▸ Written exercise: In the profile below, how many years did Niall Highland spend leading the science department in Manila?

About Niall Highland
On teaching, leadership, and the job we’re actually doing now.
01 — The classroom years
I started teaching science in England in the early 2000s. Grades 6 through 10, the years where students either fall in love with how the world works or decide it’s not for them. That’s where I learned that the curriculum is never the product. The student’s relationship to inquiry is.
02 — The Manila decade
Twelve years at the International School Manila changed how I thought about education. Two years in middle school. Ten in high school. Four years leading the science department. In that time I watched education move from worksheet-and-textbook to something much closer to what it should always have been — students asking real questions, investigating real phenomena, building real explanations.
03 — The leadership move
In 2025 I moved into school leadership as Associate Principal at the International School of Krakow. The reason was simple: the decisions that shape what happens in classrooms are made two levels above the classroom. If I wanted to change how AI was being handled by international schools, I needed to be in the room where those decisions were being made.

▸ Dataset extract:
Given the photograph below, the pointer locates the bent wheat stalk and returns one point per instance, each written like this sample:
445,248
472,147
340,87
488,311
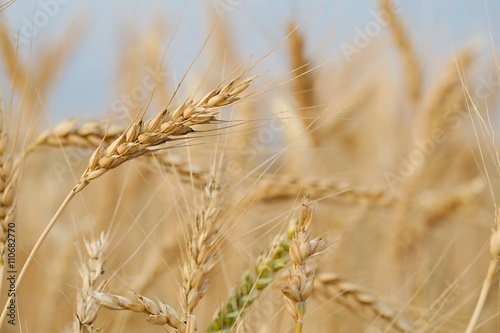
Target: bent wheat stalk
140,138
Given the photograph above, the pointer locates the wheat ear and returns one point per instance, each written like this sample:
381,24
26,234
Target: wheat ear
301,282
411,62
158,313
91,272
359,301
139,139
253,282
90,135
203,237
...
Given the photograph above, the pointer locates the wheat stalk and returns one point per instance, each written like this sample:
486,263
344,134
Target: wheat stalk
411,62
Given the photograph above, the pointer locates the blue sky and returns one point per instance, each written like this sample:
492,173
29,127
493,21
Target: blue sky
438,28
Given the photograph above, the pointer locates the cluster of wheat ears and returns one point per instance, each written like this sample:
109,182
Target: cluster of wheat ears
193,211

▸ Response to this task: Four years.